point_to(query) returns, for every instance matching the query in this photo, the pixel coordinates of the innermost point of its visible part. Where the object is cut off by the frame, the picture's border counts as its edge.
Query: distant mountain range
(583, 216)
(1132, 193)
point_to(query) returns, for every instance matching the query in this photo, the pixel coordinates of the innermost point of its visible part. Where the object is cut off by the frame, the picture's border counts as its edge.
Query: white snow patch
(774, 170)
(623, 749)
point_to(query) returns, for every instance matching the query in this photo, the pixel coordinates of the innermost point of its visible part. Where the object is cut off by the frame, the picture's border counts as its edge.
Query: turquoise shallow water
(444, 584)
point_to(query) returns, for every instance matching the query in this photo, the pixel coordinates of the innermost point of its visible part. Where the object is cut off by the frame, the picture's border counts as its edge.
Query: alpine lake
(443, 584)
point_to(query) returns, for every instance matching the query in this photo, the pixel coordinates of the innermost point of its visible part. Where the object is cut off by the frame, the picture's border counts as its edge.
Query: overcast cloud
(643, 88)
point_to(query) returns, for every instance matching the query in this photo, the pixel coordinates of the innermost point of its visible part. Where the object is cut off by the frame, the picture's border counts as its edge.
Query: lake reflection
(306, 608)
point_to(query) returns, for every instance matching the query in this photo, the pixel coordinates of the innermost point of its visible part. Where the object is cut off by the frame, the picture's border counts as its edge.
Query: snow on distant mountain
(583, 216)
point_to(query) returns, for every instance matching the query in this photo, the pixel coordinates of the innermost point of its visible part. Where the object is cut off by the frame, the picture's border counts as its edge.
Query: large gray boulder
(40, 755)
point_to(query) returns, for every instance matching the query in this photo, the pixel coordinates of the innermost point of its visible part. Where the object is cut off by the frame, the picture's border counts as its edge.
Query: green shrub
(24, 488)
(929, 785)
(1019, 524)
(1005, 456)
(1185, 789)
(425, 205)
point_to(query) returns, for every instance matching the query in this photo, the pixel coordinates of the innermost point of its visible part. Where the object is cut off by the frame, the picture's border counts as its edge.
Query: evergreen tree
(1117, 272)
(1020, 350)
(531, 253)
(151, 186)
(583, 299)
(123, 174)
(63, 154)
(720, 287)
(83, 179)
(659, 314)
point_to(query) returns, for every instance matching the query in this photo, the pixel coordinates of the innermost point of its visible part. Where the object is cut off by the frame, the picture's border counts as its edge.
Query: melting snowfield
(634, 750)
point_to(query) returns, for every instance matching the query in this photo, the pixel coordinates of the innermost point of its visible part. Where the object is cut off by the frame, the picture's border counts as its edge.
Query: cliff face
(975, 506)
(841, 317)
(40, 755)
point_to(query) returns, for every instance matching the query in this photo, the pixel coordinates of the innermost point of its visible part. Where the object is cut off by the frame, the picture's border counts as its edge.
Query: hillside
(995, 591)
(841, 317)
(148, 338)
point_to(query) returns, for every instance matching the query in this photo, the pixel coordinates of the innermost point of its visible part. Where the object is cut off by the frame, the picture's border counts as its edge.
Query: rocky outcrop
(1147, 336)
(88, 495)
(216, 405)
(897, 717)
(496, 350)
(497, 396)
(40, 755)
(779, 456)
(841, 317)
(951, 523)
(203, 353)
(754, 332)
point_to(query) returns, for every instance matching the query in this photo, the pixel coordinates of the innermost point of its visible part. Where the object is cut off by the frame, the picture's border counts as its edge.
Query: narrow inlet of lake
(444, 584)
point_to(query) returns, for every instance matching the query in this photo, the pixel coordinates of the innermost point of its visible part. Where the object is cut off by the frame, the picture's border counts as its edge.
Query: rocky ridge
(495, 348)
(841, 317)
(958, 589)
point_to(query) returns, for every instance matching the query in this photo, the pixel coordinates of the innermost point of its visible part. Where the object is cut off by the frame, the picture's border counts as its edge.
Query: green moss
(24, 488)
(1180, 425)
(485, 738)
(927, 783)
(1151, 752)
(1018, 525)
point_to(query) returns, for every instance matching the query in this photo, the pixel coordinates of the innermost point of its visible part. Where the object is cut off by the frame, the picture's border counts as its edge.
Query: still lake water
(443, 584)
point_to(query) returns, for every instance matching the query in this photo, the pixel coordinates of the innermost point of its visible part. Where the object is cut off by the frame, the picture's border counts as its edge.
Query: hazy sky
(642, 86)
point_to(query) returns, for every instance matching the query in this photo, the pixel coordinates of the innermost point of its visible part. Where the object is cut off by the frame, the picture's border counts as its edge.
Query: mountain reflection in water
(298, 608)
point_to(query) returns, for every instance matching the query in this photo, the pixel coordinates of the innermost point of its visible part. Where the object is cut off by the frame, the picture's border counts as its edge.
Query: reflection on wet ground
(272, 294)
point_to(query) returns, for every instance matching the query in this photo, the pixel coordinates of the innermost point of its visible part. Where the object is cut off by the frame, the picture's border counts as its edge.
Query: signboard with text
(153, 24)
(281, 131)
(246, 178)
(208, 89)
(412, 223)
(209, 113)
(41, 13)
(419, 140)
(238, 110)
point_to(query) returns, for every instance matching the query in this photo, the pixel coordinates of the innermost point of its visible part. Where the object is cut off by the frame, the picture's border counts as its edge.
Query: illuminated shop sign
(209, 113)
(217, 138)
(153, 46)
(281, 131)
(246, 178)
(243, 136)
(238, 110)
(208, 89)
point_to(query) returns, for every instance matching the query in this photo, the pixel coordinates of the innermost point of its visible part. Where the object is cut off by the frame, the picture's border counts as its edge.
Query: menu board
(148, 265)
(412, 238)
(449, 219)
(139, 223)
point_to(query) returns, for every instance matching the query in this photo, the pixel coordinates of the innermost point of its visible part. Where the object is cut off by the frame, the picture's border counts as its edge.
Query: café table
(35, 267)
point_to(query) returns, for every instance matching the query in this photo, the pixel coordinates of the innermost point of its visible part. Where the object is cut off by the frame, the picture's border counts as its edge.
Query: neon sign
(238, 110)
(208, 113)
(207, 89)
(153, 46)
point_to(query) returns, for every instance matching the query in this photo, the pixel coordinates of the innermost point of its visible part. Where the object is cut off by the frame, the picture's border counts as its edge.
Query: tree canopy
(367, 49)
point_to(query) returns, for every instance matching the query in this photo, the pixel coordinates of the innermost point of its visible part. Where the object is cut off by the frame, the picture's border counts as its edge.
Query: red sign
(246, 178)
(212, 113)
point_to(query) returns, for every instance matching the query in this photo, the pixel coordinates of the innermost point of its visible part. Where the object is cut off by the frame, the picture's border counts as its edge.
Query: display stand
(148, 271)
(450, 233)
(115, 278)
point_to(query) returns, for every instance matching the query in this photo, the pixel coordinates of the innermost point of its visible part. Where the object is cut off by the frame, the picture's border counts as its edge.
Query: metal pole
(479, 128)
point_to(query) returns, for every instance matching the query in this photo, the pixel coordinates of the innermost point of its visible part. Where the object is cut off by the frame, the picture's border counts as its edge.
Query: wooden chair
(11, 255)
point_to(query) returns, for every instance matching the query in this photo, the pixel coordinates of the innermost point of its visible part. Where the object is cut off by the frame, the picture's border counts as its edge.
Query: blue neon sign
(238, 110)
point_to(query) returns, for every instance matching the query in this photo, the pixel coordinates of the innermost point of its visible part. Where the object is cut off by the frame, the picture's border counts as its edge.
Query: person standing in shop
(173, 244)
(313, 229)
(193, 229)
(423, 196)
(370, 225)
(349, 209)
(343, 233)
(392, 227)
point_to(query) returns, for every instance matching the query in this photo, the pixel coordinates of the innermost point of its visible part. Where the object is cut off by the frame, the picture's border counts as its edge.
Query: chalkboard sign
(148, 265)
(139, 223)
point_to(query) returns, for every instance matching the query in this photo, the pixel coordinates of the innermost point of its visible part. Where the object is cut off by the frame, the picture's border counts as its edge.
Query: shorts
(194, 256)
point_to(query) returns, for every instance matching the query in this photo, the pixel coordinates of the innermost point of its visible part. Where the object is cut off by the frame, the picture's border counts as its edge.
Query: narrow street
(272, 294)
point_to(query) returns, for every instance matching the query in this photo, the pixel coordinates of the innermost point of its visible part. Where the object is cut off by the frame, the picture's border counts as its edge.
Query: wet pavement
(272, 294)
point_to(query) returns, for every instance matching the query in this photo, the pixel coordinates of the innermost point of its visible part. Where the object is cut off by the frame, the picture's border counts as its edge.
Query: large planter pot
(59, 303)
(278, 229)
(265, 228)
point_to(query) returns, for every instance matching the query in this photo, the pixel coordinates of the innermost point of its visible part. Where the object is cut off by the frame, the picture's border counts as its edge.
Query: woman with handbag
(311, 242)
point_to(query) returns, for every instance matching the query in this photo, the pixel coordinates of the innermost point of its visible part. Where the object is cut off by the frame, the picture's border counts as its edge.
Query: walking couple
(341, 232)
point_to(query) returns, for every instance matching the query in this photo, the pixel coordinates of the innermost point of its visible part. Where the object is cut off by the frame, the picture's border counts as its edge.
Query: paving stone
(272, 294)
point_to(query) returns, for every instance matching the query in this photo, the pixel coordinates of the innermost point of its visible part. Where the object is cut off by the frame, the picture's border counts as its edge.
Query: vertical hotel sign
□ □ □ □ □ □ □
(Task directions) How many lines in the entries above contain the word "water"? Reply with the number alone.

(Exercise solution) 3